Document segment:

Vachel Lindsay 1879–1931
(Full name Nicholas Vachel Lindsay) American poet and essayist.
Lindsay was a popular American poet of the early twentieth century who celebrated small-town Midwestern populism in strongly rhythmic poetry designed to be chanted aloud. He is widely known for his often-anthologized poems "General William Booth Enters into Heaven" and "The Congo," which are notable for their vividness, vigor, and popularity with lecture audiences. While these poems secured recognition for Lindsay during his lifetime and typify the characteristics with which the poet's work is associated, their reception imposed limitations on his career, as audiences and critics concentrated on his exuberant showmanship and neglected his deep concern for beauty and democracy.
Lindsay was born in Springfield, Illinois. In 1897 he attended Hiram College, a small sectarian school in Ohio, and studied medicine. Showing little aptitude for medical studies, he abandoned his medical education and in 1901, enrolled at the Art Institute in Chicago. In 1903 he left Chicago and enrolled at the New York School of Art to study painting. Encouraged to pursue his love of poetry, Lindsay took his verses to the New York streets in 1905, distributing copies of his poems among merchants and passersby for a nominal sum. He then tramped across the country, offering a sheet of his verses in exchange for bed and board. In 1912 he met Harriet Monroe, the founder of the periodical, Poetry. She published his poem, "General William Booth Enters into Heaven," garnering favorable critical attention for Lindsay's verse.
Lindsay spent the rest of his career touring professionally as a dramatic poet, giving lively readings that employed audience participation. Although he grew tired of the exhausting schedule, he needed the income. He married in 1924, at the age of forty-five, and had two children. However, during the 1920s his popularity waned as the country turned toward more cosmopolitan interests. In the last years of his life, Lindsay experienced crushing debts, deteriorating health, and periods of irrational rage and paranoia. In 1931, Lindsay poisoned himself.

Work instruction 1: According to the Lindsay entry, in what year did Lindsay enroll at the Art Institute in Chicago?
Work instruction 2: Return the passage of the Lindsay entry from "Lindsay was born" to "for Lindsay's verse.", copied word for word.
The rows have no connection to the Lindsay entry.

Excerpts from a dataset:
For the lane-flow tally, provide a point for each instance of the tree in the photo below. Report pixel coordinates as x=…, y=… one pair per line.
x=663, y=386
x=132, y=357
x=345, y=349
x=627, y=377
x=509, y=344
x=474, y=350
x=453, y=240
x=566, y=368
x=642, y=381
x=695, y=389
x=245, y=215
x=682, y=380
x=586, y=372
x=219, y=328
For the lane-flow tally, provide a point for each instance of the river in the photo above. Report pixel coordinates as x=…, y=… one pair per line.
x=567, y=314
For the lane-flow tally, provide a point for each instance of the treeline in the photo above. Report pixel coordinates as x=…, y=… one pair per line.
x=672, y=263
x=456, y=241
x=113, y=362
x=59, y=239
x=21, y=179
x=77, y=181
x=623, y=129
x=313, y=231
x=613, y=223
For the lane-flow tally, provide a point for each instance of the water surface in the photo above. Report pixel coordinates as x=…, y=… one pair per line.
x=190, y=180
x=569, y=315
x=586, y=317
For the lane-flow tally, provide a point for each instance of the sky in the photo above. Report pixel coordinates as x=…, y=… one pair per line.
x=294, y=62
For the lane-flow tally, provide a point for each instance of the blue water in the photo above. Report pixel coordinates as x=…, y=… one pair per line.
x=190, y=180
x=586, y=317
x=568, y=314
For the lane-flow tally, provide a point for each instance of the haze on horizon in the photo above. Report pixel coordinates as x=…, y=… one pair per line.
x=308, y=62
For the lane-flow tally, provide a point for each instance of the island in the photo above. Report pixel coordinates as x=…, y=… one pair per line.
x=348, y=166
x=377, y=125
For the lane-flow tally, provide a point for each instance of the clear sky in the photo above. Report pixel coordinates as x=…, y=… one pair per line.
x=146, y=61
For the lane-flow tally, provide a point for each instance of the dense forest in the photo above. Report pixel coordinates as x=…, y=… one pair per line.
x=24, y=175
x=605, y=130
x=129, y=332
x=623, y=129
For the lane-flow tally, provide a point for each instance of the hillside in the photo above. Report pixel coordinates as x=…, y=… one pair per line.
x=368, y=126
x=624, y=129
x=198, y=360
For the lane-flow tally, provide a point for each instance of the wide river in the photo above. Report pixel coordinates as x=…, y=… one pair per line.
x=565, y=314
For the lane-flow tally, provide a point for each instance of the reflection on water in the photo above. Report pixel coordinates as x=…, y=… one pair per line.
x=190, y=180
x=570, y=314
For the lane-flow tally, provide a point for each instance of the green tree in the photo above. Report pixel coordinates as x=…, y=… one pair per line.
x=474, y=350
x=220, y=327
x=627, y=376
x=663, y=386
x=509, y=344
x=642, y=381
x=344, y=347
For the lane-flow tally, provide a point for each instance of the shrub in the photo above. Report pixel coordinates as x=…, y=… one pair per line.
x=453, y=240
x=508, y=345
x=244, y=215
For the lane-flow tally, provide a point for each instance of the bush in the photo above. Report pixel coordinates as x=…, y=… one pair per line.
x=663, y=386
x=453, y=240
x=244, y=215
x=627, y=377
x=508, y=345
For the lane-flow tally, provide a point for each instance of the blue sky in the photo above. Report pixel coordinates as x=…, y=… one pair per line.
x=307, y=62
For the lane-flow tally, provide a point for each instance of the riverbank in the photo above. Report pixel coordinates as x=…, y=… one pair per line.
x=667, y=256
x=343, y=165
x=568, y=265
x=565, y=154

Output 1: 1901

Output 2:
Lindsay was born in Springfield, Illinois. In 1897 he attended Hiram College, a small sectarian school in Ohio, and studied medicine. Showing little aptitude for medical studies, he abandoned his medical education and in 1901, enrolled at the Art Institute in Chicago. In 1903 he left Chicago and enrolled at the New York School of Art to study painting. Encouraged to pursue his love of poetry, Lindsay took his verses to the New York streets in 1905, distributing copies of his poems among merchants and passersby for a nominal sum. He then tramped across the country, offering a sheet of his verses in exchange for bed and board. In 1912 he met Harriet Monroe, the founder of the periodical, Poetry. She published his poem, "General William Booth Enters into Heaven," garnering favorable critical attention for Lindsay's verse.